▸ **PASSAGE SHOWN**:
- - - -

# My dog showing uncharacteristic aggression towards other dogs lately - help!



## Tina Bendzsa (Apr 11, 2012)

I haven't posted on here in quite a while but hoping to get some advice as not sure where to turn. Up until last week, our dog, Zsiggi, has always been an extremely submissive and playful dog; both around other dogs and people. We've always said how lucky we are to have such an easy, laid back Vizsla. I say laid back, because he seems to prefer to sniff and roll on his back at every dog he sees rather than getting over-excited to run around, jump in and play. We always try to give him 3 walks/runs a day either in our neighborhood or the dog park so he's constantly meeting other dogs. 

Last week, my husband took Zsiggi to the usual dog park, and, instead of cautiously approaching and sniffing each dog as he typically would do, he lunged at and aggressively barked at the dogs around him. Unfortunately, one of those dogs happened to be an alpha male bull terrier who felt the need to put Zsiggi in his place. It took 3 men to pull the dog off of ours who was now shaking and whimpering at the whole experience. We thought it was just a fluke (full moon) sort of thing and for sure he would have learned his lesson, right? Well, today I took him for his usual afternoon walk. He walked past several neighborhood dogs incident free but then snapped at a golden lab puppy just as we were walking past. We had both dogs on opposite sides of the sidewalk on short leashes so can't figure out what would make him suddenly try to lunge and bark at this poor little guy. I was so embarrassed by his actions that I didn't know how to react and now I'm so worried that this new behavior is not going to disappear as I don't know what actions to take to stop this. Any suggestions would be very much appreciated.

Thanks!
Tina


----------



## MilesMom (Jun 21, 2012)

How old is he?


----------



## einspänner (Sep 8, 2012)

It could be age related if he's an adolescent, but a trip to the vet might be in order too. I think it was Huntvizsla that had a dog with thyroid problems that caused aggressive behavior.


----------



## mswhipple (Mar 7, 2011)

- - - -

▸ **TO-DO LIST**:
1 > From the thread about the dog's aggression, write out the passage starting at "## MilesMom (Jun" and ending at "caused aggressive behavior.".
2 > Using the thread about the dog's aggression, state whether each statement agrees with it, answering yes or no and quoting the words that decide it. (a) Zsiggi's first incident happened when the husband took him to the usual dog park. (b) Zsiggi was off leash when he went after the golden lab puppy. (c) One reply recommends a visit to the vet.
3 > Turn the paragraph of the thread about the dog's aggression that begins "Last week, my husband took Zsiggi" into a short list that keeps its main facts.

▸ **DATA SEGMENT**:

- - - -

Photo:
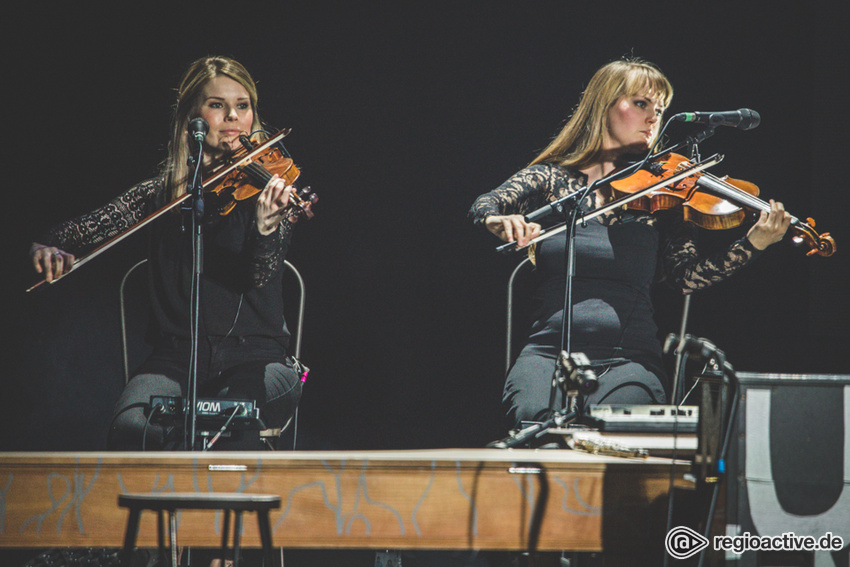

- - - -

▸ **EXERCISE ANSWERS**:
1 >
## MilesMom (Jun 21, 2012)

How old is he?


----------



## einspänner (Sep 8, 2012)

It could be age related if he's an adolescent, but a trip to the vet might be in order too. I think it was Huntvizsla that had a dog with thyroid problems that caused aggressive behavior.

2 >
(a) Yes: "Last week, my husband took Zsiggi to the usual dog park"
(b) No: "We had both dogs on opposite sides of the sidewalk on short leashes"
(c) Yes: "a trip to the vet might be in order too"

3 >
- Last week at the usual dog park, Zsiggi lunged and barked aggressively at the dogs around him instead of cautiously approaching and sniffing them.
- An alpha male bull terrier went after him, and it took 3 men to pull it off. Afterward Zsiggi was shaking and whimpering.
- The owners assumed it was a fluke and that he had learned his lesson.
- Today, on his usual afternoon walk, he passed several neighborhood dogs without incident. He then snapped, lunged and barked at a golden lab puppy, even though both dogs were on short leashes on opposite sides of the sidewalk.
- The writer was embarrassed and did not know how to react. She is worried the behavior will not go away and asks for suggestions.